--- START Rows ---

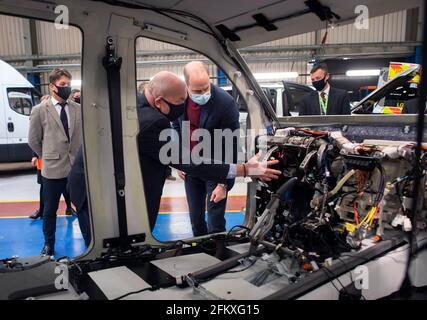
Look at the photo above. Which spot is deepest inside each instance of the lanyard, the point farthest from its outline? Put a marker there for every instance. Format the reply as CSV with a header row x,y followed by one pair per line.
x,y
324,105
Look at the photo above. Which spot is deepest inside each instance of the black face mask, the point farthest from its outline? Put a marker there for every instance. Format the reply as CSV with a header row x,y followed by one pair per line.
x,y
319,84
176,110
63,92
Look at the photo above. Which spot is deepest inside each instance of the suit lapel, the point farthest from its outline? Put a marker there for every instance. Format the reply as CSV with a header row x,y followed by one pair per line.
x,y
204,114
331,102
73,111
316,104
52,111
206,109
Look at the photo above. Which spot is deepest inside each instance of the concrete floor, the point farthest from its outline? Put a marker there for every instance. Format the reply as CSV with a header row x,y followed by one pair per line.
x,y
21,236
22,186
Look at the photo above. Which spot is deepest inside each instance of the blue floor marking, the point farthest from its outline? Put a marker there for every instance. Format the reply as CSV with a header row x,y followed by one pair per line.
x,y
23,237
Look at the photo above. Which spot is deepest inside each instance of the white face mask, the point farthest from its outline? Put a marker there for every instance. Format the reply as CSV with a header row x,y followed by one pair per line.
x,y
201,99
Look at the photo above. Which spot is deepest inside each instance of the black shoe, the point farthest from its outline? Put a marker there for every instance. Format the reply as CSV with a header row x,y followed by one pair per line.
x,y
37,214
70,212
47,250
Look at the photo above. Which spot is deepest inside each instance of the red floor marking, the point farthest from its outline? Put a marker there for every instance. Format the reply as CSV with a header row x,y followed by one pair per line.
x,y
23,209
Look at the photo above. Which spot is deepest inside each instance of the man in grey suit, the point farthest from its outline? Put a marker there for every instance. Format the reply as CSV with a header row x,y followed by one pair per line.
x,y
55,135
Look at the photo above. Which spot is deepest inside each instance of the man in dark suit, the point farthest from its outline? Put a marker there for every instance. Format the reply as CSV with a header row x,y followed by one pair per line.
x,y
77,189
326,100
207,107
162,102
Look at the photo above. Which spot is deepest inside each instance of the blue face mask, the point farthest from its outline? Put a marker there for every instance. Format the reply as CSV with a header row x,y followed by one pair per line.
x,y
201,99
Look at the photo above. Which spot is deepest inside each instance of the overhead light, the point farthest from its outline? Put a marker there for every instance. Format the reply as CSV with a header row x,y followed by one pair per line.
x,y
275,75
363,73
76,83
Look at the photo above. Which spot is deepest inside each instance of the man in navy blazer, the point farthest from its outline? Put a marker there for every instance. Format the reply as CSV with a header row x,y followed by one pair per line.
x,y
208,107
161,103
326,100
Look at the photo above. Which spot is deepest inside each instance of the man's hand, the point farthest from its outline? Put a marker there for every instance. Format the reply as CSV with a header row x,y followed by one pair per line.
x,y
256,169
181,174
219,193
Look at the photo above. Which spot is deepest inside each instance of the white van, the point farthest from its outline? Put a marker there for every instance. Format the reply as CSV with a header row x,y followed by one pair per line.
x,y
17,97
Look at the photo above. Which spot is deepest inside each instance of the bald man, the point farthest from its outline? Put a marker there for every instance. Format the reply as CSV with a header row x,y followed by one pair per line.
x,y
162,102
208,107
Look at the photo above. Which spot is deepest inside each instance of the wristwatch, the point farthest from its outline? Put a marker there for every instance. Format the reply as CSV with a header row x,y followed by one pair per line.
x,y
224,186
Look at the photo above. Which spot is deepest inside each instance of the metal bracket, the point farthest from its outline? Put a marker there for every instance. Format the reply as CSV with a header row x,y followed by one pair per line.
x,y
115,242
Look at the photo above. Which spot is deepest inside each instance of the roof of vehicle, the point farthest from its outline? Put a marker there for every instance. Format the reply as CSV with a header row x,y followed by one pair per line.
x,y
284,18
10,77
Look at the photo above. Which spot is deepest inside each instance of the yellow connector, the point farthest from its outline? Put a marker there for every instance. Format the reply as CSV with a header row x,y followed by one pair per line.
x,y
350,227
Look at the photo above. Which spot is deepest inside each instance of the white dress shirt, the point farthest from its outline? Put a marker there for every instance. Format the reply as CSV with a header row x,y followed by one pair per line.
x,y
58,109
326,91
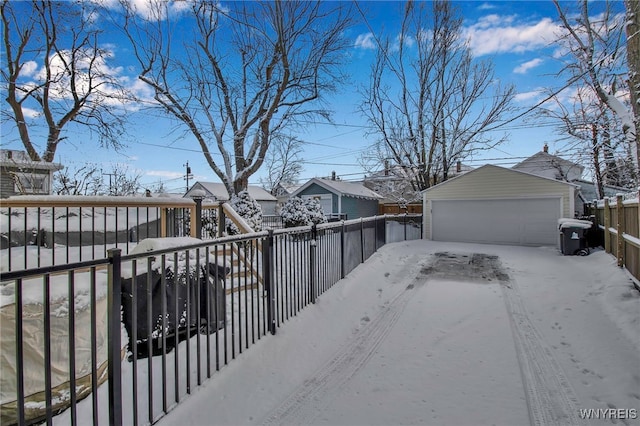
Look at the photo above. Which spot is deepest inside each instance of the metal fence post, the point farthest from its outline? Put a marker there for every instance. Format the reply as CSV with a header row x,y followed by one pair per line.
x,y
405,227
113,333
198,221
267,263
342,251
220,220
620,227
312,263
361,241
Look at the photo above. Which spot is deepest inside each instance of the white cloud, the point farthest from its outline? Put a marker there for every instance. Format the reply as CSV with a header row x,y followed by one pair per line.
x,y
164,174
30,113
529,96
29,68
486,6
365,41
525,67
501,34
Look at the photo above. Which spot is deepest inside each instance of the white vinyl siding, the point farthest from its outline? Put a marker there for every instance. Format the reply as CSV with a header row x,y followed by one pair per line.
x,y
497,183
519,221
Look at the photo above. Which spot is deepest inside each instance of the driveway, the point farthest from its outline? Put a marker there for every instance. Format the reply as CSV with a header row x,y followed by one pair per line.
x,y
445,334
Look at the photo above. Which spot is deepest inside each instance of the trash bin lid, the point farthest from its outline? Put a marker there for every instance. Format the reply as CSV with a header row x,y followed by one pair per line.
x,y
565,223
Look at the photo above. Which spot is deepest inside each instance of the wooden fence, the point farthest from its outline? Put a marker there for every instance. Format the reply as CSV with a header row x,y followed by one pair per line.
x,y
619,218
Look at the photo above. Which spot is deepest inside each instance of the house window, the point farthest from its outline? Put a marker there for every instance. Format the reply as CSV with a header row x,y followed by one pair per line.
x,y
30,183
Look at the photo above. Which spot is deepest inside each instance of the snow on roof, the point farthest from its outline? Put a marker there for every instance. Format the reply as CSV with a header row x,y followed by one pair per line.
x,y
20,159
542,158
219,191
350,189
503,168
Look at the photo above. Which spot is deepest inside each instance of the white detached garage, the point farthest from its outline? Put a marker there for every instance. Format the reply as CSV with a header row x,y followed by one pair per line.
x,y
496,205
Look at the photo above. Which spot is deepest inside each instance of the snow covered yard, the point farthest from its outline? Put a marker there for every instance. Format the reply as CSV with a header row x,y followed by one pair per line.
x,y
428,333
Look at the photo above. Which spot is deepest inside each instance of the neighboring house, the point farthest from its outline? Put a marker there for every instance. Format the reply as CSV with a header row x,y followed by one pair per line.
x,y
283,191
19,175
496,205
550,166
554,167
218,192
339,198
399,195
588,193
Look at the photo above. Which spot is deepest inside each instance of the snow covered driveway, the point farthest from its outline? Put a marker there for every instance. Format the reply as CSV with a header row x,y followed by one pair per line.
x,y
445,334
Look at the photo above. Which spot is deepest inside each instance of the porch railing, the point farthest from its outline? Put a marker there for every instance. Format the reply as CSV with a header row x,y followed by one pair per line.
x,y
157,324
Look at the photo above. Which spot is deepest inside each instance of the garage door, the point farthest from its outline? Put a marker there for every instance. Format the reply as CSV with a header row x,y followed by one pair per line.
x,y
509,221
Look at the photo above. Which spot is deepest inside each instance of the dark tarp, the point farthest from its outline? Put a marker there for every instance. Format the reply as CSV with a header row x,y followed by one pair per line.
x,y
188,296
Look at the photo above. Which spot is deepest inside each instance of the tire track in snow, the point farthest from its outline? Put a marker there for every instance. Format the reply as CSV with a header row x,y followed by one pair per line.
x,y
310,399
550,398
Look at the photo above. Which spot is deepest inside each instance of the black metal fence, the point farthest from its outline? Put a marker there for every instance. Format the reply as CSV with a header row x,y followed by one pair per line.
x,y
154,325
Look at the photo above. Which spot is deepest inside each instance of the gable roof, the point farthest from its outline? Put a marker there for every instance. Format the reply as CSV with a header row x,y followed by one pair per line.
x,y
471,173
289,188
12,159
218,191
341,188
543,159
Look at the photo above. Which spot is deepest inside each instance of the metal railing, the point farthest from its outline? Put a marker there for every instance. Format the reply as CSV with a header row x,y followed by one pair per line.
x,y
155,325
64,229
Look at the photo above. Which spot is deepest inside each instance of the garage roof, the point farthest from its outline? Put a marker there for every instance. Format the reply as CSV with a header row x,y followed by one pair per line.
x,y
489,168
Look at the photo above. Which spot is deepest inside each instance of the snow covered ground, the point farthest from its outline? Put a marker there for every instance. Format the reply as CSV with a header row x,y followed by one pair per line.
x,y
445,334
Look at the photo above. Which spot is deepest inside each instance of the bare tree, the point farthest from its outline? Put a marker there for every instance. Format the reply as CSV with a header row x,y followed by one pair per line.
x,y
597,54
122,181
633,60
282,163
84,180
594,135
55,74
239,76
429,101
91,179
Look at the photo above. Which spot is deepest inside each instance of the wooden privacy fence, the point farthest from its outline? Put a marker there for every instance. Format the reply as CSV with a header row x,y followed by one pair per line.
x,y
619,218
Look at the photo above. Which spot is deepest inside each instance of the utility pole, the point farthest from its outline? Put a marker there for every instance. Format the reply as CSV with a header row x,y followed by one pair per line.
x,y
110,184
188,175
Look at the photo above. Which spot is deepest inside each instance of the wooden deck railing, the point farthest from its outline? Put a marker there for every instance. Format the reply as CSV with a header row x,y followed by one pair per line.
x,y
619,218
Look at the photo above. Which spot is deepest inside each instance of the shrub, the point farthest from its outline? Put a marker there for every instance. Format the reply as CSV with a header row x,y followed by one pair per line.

--- END Rows ---
--- START Rows ---

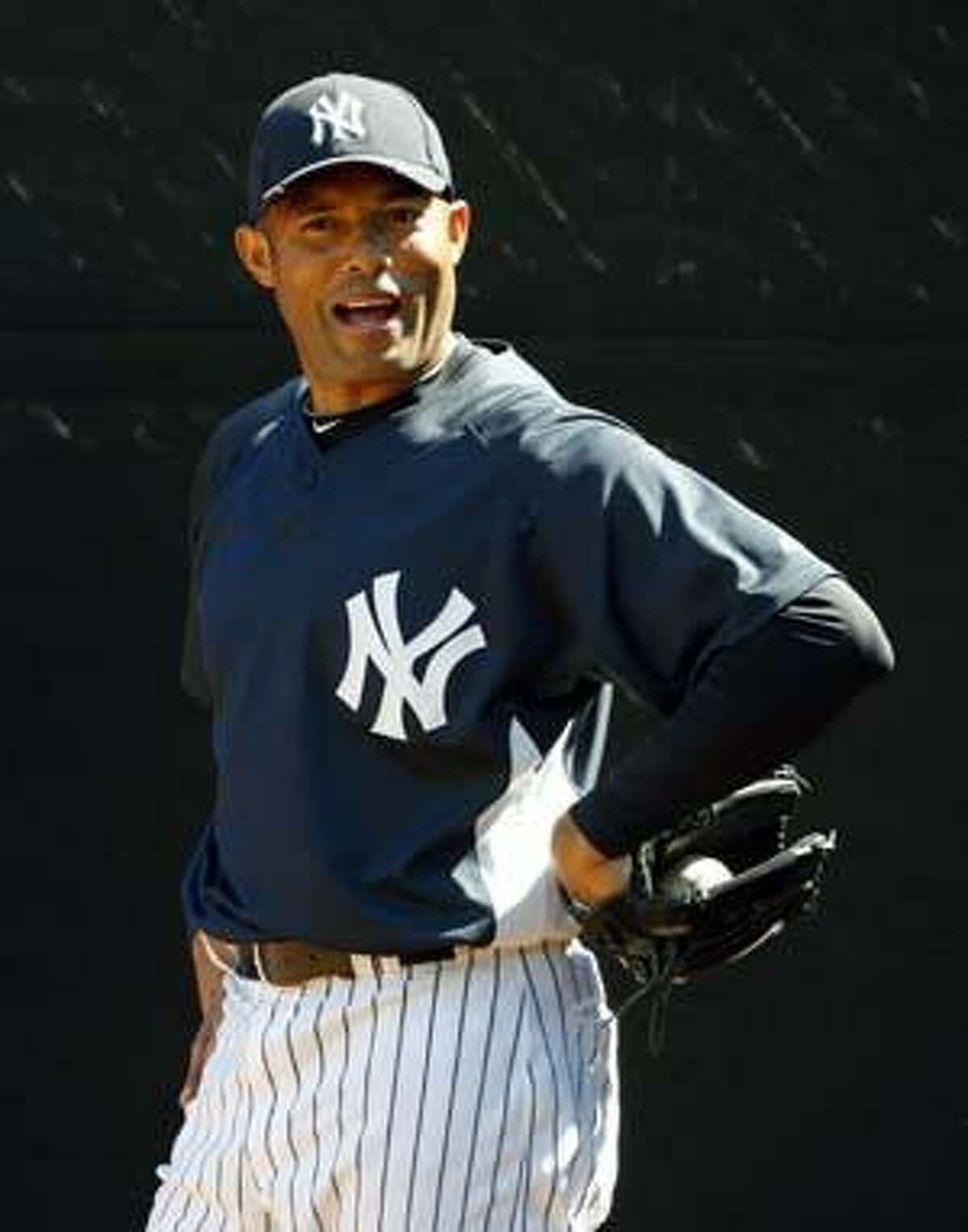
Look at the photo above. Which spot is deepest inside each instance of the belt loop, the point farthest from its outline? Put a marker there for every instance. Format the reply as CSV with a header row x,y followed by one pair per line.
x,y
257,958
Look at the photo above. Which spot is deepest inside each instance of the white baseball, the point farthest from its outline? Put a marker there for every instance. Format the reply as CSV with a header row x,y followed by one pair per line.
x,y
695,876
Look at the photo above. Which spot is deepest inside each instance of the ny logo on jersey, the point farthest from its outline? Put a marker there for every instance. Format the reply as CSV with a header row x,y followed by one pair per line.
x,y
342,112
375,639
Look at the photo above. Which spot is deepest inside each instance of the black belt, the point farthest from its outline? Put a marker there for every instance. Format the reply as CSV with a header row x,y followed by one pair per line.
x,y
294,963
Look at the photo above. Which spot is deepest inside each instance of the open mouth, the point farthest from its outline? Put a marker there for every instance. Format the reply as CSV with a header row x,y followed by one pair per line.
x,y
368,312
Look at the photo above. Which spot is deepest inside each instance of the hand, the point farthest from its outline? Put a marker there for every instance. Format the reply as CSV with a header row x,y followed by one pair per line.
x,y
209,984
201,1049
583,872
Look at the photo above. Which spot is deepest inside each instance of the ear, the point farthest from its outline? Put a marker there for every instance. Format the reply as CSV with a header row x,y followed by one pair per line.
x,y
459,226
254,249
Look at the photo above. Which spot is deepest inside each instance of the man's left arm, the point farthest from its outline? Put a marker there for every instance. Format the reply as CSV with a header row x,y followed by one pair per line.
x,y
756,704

--- END Rows ---

• [What is asked]: Pick out every line of the data that contains the word "face", matching case exactly, and copy each such line in full.

• [Exercise solution]:
Look at the photo above. Which spot is deepest inside each instance of the black face mask, the point farthest from its outline? Put a marker there for every instance. Format the reply as CSV with a header row x,y followed by one pair per line.
Look at the photo above. Which spot is deepest inside each instance of the white face mask, the point farthest from its outline? Put a marker there for every instance. Format the reply as CSV with a header row x,y followed by one pair per line.
Look at the photo above. Which spot is deepest inside each instance of the blue face mask, the point farthest from its outline? Put a marker there for every instance. Format the reply as CSV with a header row x,y followed by one pair per line.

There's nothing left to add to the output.